Stated task 1: Name every school or university mentioned in the article below about the Baltimore murder trial.
Stated task 2: Please pick out each line of the rows that contains the string "window", matching case exactly.

Document excerpt:
April 18, 2024
BANGOR DAILY NEWS (BANGOR, MAINE

Mother gets day in court for son> Jones faces 24-year-old’s accused killer

BALTIMORE, Md. — During the four years since her son was shot to death in a dark, dingy neighborhood in Baltimore, Yong Cha Jones has been unable to control the grief that has taken over her life.

On Tuesday, that grief poured out in a Baltimore courthouse, where the Bangor woman is hoping to find justice for her only child.

The trial of 24-year-old James Langhorne was scheduled to begin Tuesday, but instead the day was filled with preliminary hearings regarding motions filed in the case.

A jury is expected to be picked today and opening arguments are scheduled for the afternoon. The trial is expected to run into next week.

Langhorne is charged with the first-degree murder of 24-year-old Laurence Jones Jr., at 3 a.m. Nov. 20, 1993.

Jones, a graduate of Bangor High School and the University of Maine, had moved to Baltimore just two months before he was shot and killed. With a degree in psychology, he had hoped to pursue a an advanced degree at Johns Hopkins University.

But the well-dressed young man from Maine surely stood out in the downtrodden neighborhood where he rented an apartment. The rows of dilapidated apartment buildings where he lived are directly across the street from what is known as the “Perkins Projects,” a classic inner-city neighborhood, plagued by violence.

Yet the whole neighborhood borders on one of Baltimore’s most trendy and touristy areas called Fells Point, a commercial block of upscale shops, bars and restaurants. The outside of an empty brick building there has been converted into the facade of the Baltimore Police Department and is used as the backdrop for the NBC hit TV show “Homicide.”

It was in Fells Point that Jones spent his last evening. He was returning to his own neighborhood just four or five blocks away and had almost made it home when he was mugged, robbed of his wallet and a gold ring and shot in the eye. He died just steps away from his apartment.

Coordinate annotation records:
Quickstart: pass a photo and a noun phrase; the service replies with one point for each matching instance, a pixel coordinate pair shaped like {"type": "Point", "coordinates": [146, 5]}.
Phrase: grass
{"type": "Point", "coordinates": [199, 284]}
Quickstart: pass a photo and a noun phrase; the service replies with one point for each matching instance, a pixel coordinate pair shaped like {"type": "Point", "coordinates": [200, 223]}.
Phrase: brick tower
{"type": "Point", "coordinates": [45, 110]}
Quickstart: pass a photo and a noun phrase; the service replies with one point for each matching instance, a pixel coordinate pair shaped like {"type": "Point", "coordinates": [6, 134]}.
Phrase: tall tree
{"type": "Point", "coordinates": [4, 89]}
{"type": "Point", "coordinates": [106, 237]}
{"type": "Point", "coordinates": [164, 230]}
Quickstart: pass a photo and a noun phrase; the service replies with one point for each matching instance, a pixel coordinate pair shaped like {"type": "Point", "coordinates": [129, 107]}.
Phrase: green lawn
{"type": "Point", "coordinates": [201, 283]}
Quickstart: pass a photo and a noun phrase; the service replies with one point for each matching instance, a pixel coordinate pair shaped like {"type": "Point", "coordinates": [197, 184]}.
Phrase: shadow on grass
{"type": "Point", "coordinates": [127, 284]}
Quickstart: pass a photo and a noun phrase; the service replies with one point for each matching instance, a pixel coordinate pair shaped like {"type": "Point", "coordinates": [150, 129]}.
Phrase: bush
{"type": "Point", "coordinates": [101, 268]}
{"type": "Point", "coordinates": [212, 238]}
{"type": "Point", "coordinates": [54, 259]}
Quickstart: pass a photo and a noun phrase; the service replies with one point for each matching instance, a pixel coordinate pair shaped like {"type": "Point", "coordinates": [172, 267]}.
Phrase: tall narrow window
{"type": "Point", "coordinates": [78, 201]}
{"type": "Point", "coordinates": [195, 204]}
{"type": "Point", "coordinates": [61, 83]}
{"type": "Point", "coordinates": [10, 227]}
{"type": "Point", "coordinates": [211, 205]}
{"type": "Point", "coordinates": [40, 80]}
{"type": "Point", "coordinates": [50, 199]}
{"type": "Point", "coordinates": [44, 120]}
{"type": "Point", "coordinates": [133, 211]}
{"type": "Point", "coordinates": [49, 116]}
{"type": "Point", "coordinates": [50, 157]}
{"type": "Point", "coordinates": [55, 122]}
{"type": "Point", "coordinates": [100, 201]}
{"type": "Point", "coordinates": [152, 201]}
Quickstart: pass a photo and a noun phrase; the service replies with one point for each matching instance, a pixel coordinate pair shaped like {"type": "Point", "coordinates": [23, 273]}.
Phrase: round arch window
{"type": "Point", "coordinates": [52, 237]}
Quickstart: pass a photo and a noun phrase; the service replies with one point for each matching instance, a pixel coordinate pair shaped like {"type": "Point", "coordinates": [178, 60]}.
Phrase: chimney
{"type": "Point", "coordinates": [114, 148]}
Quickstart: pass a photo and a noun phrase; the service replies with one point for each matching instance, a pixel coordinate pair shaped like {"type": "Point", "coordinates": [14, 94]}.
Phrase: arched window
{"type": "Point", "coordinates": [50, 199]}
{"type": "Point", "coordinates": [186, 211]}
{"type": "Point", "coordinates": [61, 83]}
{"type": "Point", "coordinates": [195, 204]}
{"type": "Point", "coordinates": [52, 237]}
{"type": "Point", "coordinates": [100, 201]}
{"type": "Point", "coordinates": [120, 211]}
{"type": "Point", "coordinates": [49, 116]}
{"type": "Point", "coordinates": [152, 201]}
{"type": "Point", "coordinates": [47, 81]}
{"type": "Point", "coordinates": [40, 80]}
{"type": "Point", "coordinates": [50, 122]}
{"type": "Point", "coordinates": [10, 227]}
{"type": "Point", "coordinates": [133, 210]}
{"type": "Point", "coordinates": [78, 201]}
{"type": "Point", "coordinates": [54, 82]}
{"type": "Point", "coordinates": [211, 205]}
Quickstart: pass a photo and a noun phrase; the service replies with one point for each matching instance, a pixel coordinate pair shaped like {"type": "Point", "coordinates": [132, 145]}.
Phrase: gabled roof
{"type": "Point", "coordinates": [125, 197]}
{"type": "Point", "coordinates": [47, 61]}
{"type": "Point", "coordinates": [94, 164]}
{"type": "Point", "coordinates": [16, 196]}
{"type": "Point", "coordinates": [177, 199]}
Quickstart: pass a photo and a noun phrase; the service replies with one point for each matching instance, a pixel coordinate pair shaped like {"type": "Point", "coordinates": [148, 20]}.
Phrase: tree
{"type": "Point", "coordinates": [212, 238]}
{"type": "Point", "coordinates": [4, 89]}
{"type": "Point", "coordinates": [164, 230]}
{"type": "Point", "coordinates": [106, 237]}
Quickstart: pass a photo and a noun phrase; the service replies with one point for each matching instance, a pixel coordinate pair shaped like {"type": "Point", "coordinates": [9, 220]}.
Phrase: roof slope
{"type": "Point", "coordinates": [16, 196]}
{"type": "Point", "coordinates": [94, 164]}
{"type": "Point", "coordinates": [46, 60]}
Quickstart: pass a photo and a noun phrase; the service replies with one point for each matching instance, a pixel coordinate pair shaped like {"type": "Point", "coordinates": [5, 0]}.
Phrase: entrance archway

Right answer 1: Bangor High School, the University of Maine, Johns Hopkins University

Right answer 2:
Phrase: tall narrow window
Phrase: round arch window
Phrase: arched window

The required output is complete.